[PROVIDED ENTRIES]
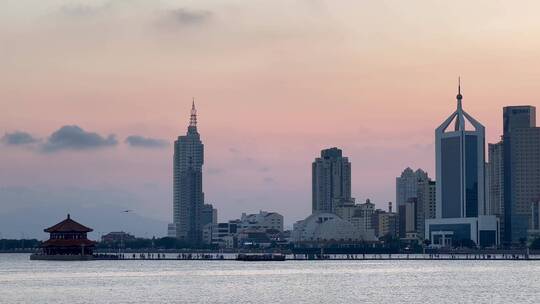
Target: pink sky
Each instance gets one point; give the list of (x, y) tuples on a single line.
[(274, 81)]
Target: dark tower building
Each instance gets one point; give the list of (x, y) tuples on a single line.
[(331, 181), (521, 182), (188, 196), (460, 165)]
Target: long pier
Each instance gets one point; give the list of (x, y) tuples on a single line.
[(324, 257)]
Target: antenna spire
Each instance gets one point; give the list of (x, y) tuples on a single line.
[(193, 118), (459, 96)]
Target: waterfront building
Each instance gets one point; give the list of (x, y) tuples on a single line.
[(460, 165), (67, 241), (262, 221), (385, 223), (208, 215), (426, 204), (222, 235), (534, 227), (188, 196), (407, 185), (521, 140), (331, 181), (407, 214), (460, 188), (360, 216), (495, 183), (324, 227), (117, 236)]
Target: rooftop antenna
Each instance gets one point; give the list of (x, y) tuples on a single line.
[(193, 119), (459, 96)]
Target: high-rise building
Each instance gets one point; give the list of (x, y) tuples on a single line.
[(460, 165), (407, 185), (460, 188), (331, 181), (208, 215), (426, 204), (495, 182), (521, 140), (188, 196), (534, 227)]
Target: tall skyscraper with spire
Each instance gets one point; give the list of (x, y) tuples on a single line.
[(460, 159), (461, 212), (188, 196)]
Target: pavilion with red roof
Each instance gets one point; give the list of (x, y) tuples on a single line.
[(68, 238)]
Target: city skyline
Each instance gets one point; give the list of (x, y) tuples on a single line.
[(351, 93)]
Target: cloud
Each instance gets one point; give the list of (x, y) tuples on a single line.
[(186, 17), (138, 141), (75, 138), (18, 138), (268, 179)]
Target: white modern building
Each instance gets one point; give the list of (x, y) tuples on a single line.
[(221, 234), (324, 227), (407, 185), (261, 221)]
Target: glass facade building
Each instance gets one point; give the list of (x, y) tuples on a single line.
[(460, 158)]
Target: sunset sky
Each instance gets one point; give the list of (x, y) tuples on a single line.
[(274, 83)]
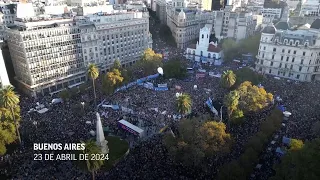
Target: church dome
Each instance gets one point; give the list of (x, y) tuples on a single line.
[(270, 29), (182, 15), (282, 25), (315, 24)]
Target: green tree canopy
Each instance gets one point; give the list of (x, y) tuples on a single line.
[(253, 98), (295, 144), (228, 79), (10, 100)]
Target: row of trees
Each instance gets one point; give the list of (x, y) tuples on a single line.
[(9, 118), (246, 98), (241, 169), (232, 79)]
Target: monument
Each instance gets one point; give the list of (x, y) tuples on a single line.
[(101, 141)]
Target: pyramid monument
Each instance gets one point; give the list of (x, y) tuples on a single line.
[(101, 141)]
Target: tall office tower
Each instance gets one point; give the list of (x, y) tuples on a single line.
[(108, 37), (46, 53)]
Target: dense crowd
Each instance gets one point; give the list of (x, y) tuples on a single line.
[(152, 110)]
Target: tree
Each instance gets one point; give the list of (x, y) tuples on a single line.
[(184, 104), (295, 144), (228, 79), (10, 100), (7, 128), (93, 73), (64, 95), (214, 139), (300, 164), (253, 98), (91, 148), (114, 77)]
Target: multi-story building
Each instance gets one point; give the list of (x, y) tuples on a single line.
[(275, 13), (161, 10), (46, 54), (122, 36), (292, 54), (309, 7), (185, 23), (233, 24), (50, 53), (9, 13)]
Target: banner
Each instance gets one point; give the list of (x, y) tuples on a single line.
[(153, 76), (163, 85), (161, 89), (148, 85)]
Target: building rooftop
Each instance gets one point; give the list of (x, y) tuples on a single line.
[(270, 29), (282, 25), (315, 24)]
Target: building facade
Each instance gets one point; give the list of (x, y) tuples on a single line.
[(233, 24), (161, 11), (185, 23), (204, 51), (51, 53), (106, 38), (291, 54), (309, 7)]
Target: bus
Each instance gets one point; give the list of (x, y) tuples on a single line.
[(130, 128)]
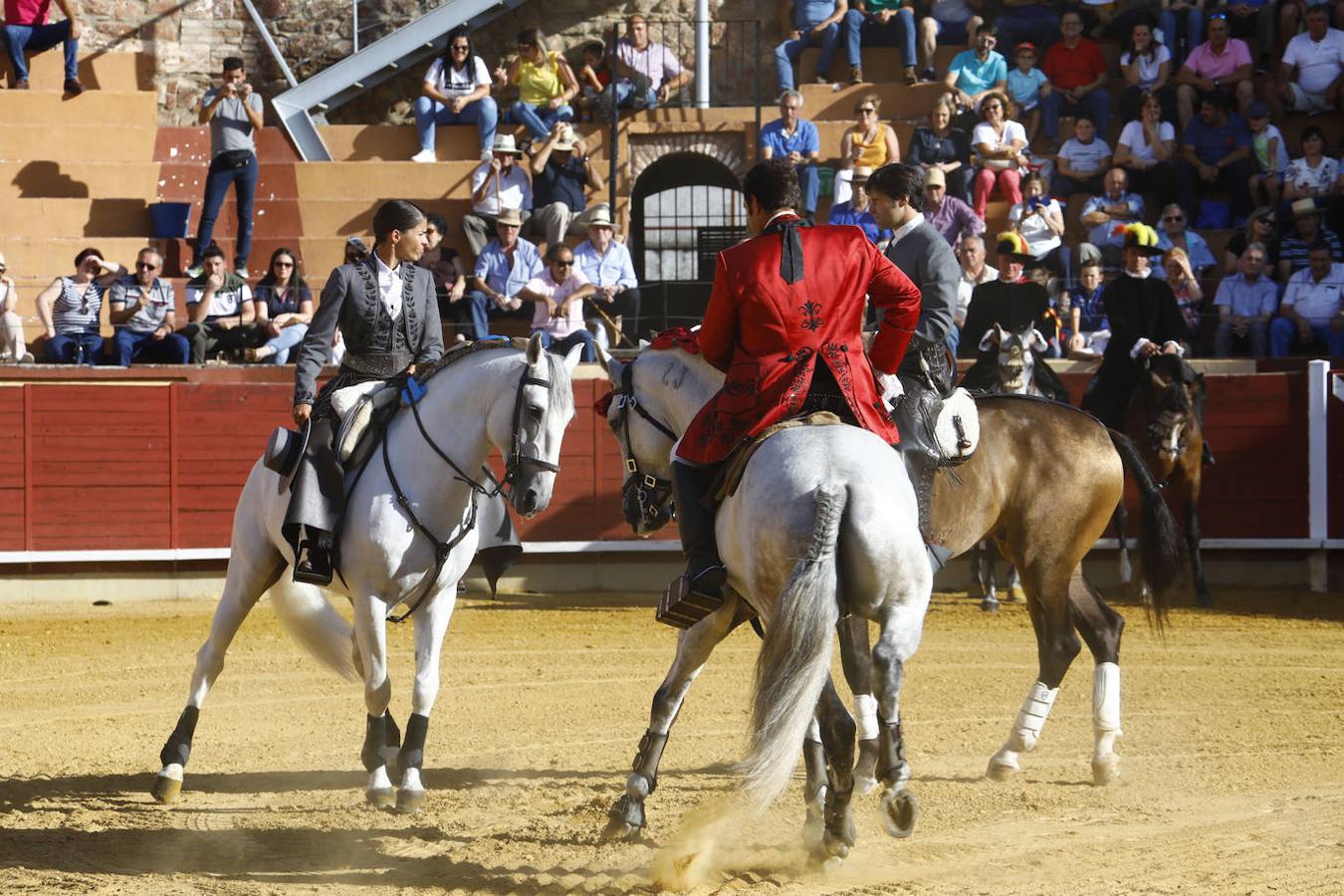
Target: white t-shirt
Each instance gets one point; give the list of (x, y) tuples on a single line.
[(984, 133), (1133, 137), (1148, 66), (1313, 180), (1317, 64), (457, 82), (1035, 230)]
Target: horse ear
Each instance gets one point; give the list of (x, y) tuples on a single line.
[(571, 357)]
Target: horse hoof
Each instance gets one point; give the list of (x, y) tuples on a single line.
[(380, 796), (165, 788), (899, 813), (1105, 770), (409, 800)]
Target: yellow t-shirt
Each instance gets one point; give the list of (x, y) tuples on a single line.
[(538, 85)]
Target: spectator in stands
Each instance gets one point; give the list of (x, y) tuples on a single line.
[(1175, 269), (1246, 300), (806, 23), (975, 74), (27, 33), (496, 184), (1182, 26), (560, 175), (1216, 154), (11, 326), (868, 142), (606, 264), (557, 301), (648, 73), (1027, 88), (975, 272), (1308, 230), (445, 266), (1077, 78), (545, 84), (233, 111), (1033, 20), (1310, 314), (141, 307), (1251, 19), (1147, 68), (503, 268), (72, 307), (941, 145), (1270, 156), (1106, 216), (857, 208), (1259, 229), (1082, 161), (1001, 145), (219, 311), (1310, 76), (794, 138), (456, 92), (947, 22), (1040, 222), (1147, 150), (1174, 233), (949, 215), (283, 308), (355, 250), (1313, 173), (1087, 326), (880, 23), (1221, 65)]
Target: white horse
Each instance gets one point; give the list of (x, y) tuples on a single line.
[(822, 526), (407, 537)]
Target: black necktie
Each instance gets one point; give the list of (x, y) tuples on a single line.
[(790, 253)]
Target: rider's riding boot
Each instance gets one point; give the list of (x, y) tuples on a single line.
[(314, 560), (705, 572)]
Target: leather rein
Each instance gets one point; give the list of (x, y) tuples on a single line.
[(514, 464)]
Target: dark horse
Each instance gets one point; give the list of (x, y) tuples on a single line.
[(998, 493), (1166, 422)]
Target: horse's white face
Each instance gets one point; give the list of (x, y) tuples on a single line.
[(534, 419)]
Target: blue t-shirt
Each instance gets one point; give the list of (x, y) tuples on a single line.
[(1213, 144), (845, 214), (1024, 89), (975, 76), (803, 138)]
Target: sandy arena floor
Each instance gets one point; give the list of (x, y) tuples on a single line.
[(1232, 776)]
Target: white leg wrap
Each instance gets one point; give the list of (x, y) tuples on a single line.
[(1106, 699), (866, 710), (1031, 718)]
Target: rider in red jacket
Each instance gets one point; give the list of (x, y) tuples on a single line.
[(784, 324)]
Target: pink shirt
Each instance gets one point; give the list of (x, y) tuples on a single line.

[WHAT IS EXPECTED]
Rescale the coordinates in the items above, covering everything from the line containing "Target: black necktie" down to the line containing "[(534, 419)]", both included. Copy every line in that range as it stands except that each coordinate in the answers is multiplied by 0.95 and rounded to the nearest whole number, with halves rounded up.

[RESULT BELOW]
Target: black necktie
Each instance gets one point; give the list of (x, y) tuples on a single line.
[(751, 240)]
Target: rider's riding boot
Each instance gets one point; give the list of (x, y) tuples on a single line.
[(298, 532), (670, 543)]
Target: leather rein
Each instance gets one point; give the list of (x, y) tuples on a single line.
[(488, 441)]
Target: dark horse
Each instance gets one point; give the list of (x, y) tuples on a single line.
[(948, 468), (1108, 401)]
Target: horse's white face
Each instance gets one point; give the list of (x, y) tuples on a single line.
[(507, 398)]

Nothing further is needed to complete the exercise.